Tasks for this exercise =
A. Determine whether each of the following statements agrees with the text on Zara in India: (i) Inditex Trent's net profit fell 8% to Rs 244 crore last fiscal; (ii) the entity operating Massimo Dutti stores in India reported lower revenues; (iii) Tata's expertise lies mainly in merchandise sourcing. For each, answer yes or no and quote the words of the text that decide it.
B. Return, word for word, the portion of the text on Zara in India from "Experts said consumer" up to and including "from store additions.".

Selected text =
Inditex Trent, its joint venture with Tata that runs 23 of Zara stores in India, saw revenue rise 8% to Rs 2,775 crore last fiscal, significantly down from 40% growth a year ago, according to Trent’s annual report. Net profit was down too at Rs 244 crore, an 8% drop.
Zara has been a runaway success since its arrival in the country more than a decade ago but after initially doubling sales every two years, the brand’s rate of expansion had come down in the past few years. “The market is very competitive, and the challenges are real. Nevertheless, the opportunity pool and the size of the market means that there is space for multiple successful players. Trent remains well placed to navigate this next phase of growth by leveraging our platform and growth engines,” P Venkatesalu, chief executive officer at Trent, said in the report.
Trent that runs Westside has shifted focus on its lower priced fast fashion brand Zudio, which opened about four new stores every week on average last fiscal to take the total store count at 545 doors. Trent also has a separate association with the Inditex group to operate Massimo Dutti stores in India. The entity saw revenues rise 14% to Rs. 102 crore.
Experts said consumer demand has been affected in the past couple of years with brands having to work extra hard to get same-store growth and much of top-line growth has come for brands from store additions.
“Most international and premium Indian brands are competing for a relatively narrow slice of the population pie in the larger urban centres. While the Indian market is a bright spot amid the gloom in the world’s major economies, global pressures are likely to play a part in the confidence among brands to invest in expansion,” Devangshu Dutta, founder of retail consulting firm Third Eyesight, said, adding there is not necessarily “fatigue” for the brand.
“But if the contest for the consumer’s attention is more intense and the consumer’s choices are more fragmented across a wider choice of brands, that will definitely have an impact on any individual brand’s performance.”
Being the world’s second most-populous country, India is an attractive market for apparel brands, especially with youngsters increasingly embracing western-style clothing. Most of Zara’s back-end and merchandise sourcing are handled by Inditex, while the Tata expertise is mainly for identifying real estate and locations.

Available data =
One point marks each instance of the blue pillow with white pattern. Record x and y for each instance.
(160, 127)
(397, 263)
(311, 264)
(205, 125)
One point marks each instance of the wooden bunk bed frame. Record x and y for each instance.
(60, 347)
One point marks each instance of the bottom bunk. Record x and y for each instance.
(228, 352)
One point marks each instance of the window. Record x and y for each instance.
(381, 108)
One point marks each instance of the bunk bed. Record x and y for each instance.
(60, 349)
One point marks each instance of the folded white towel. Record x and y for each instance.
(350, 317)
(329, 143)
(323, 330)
---
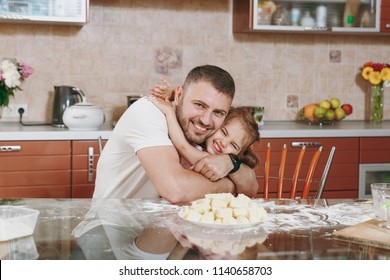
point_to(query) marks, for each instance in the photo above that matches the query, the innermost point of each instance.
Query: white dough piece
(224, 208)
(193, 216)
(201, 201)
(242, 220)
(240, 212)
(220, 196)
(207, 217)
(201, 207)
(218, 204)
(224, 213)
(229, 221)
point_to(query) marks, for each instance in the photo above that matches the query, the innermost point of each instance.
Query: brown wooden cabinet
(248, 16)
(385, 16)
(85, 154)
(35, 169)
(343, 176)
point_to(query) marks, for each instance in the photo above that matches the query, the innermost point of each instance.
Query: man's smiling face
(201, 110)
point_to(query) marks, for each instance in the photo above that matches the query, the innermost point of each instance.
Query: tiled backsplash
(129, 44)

Expected results =
A.
(i) Yes: "Net profit was down too at Rs 244 crore, an 8% drop."
(ii) No: "The entity saw revenues rise 14% to Rs. 102 crore."
(iii) No: "the Tata expertise is mainly for identifying real estate and locations."

B.
Experts said consumer demand has been affected in the past couple of years with brands having to work extra hard to get same-store growth and much of top-line growth has come for brands from store additions.